BLOQUE DE TEXTO:
===

En el contraste, en esta campaña y, si se quiere, con la soberbia y la organización necesarias, los partidos resolvieron correr un peligro: repudiar la idea de reconocer al elector como ciudadano y resistir la democratización de la política como un instrumento fundamentalmente ciudadano. Los partidos ya no se conciben como instrumento de la ciudadanía, conciben a la ciudadanía como un instrumento de ellos. Ese peligro, como todo peligro, no incluye la ganancia como una posibilidad. Un peligro siempre supone una pérdida.

La pérdida en este caso es que, a su pesar, los partidos no tienen la fuerza suficiente para dominar la política y cada vez, igual que el Gobierno, se ven más atenazados por los grupos de interés que ven al país como un botín. Un botín que, en el mejor de los casos, le deben asegurar los piratas o mercenarios de la política.

Ahí es donde está el peligro. Si los partidos desatienden a la ciudadanía y dejan de respaldar su acción en ella, permanecerán en brazos de esos grupos de interés que, a fin de cuentas, les darán trato de empleados con fuero o banda tricolor terciada al pecho, pero empleados a fin de cuentas.

Si los partidos no descifran el mensaje ciudadano de esta elección, podrán vanagloriarse de ser el sostén de una democracia vacía.

===

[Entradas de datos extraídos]
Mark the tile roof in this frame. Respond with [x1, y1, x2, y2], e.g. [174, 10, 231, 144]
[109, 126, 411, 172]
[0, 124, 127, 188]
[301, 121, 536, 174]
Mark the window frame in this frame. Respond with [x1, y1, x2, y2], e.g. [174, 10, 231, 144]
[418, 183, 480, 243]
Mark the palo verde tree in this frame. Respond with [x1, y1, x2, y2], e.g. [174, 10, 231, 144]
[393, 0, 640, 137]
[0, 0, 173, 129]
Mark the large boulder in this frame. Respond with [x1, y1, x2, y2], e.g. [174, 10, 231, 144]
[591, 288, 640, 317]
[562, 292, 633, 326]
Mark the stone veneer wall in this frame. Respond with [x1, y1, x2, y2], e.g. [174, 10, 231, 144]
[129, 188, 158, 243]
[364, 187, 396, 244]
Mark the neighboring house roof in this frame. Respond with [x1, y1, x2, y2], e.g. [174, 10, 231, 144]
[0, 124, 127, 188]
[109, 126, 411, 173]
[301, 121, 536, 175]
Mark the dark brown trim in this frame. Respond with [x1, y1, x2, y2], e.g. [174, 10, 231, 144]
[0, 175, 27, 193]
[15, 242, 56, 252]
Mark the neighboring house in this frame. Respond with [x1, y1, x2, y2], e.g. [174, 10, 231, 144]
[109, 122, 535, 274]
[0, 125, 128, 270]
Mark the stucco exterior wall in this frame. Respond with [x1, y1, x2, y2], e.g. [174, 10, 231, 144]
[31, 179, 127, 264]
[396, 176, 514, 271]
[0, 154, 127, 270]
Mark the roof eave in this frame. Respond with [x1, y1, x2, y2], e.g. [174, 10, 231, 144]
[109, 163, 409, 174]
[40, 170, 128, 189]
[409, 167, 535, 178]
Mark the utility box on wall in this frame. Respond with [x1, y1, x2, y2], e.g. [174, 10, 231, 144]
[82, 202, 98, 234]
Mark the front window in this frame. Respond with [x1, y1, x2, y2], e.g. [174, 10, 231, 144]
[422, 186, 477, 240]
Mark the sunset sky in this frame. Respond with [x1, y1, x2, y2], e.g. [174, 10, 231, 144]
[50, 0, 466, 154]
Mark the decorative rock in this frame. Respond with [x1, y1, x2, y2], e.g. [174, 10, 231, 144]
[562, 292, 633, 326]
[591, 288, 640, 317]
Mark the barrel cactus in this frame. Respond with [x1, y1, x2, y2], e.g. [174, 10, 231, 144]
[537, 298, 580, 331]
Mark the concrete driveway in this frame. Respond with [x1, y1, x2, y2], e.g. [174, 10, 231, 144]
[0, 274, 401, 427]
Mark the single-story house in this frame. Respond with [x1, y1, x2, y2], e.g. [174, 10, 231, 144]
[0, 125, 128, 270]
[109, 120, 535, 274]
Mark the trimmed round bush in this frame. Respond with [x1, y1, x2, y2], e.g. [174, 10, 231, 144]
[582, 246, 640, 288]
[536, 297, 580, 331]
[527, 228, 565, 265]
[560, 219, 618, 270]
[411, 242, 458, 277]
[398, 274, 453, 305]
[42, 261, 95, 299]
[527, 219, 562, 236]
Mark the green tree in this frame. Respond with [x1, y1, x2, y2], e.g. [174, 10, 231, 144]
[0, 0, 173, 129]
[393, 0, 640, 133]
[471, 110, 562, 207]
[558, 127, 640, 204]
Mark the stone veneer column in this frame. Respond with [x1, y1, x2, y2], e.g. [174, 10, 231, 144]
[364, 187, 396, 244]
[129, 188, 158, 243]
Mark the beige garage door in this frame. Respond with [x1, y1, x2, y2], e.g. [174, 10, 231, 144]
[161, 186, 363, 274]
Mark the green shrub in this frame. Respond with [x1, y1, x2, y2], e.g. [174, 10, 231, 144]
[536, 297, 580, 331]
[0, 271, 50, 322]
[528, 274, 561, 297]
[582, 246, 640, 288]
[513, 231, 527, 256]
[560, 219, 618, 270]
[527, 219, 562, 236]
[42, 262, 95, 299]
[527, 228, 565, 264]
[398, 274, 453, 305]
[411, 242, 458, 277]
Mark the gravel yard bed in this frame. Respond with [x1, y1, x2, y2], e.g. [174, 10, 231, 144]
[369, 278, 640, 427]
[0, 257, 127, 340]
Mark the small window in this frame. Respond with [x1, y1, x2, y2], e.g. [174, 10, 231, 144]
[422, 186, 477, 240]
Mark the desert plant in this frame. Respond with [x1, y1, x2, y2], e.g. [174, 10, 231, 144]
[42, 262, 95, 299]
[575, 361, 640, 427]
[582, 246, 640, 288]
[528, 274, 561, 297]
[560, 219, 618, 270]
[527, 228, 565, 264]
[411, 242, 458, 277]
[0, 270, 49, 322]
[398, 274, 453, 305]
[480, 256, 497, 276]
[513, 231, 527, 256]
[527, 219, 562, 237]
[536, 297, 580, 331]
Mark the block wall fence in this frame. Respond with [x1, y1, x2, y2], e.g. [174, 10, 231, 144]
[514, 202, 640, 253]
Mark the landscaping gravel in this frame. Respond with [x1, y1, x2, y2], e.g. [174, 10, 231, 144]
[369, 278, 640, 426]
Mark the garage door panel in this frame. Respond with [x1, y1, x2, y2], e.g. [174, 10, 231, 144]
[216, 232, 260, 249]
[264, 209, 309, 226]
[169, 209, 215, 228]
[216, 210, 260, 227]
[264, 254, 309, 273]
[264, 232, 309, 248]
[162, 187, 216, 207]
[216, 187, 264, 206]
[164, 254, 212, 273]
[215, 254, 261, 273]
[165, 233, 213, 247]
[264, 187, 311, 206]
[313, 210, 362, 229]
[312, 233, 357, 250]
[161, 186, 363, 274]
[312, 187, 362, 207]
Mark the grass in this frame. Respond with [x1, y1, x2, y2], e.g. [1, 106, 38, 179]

===

PROBLEMA: Transcribe cada una de las oraciones del texto sobre los partidos en las que aparece la palabra «peligro». Basta con el texto sobre los partidos para resolver lo que se pide.

SOLUCIÓN:
1. En el contraste, en esta campaña y, si se quiere, con la soberbia y la organización necesarias, los partidos resolvieron correr un peligro: repudiar la idea de reconocer al elector como ciudadano y resistir la democratización de la política como un instrumento fundamentalmente ciudadano.
2. Ese peligro, como todo peligro, no incluye la ganancia como una posibilidad.
3. Un peligro siempre supone una pérdida.
4. Ahí es donde está el peligro.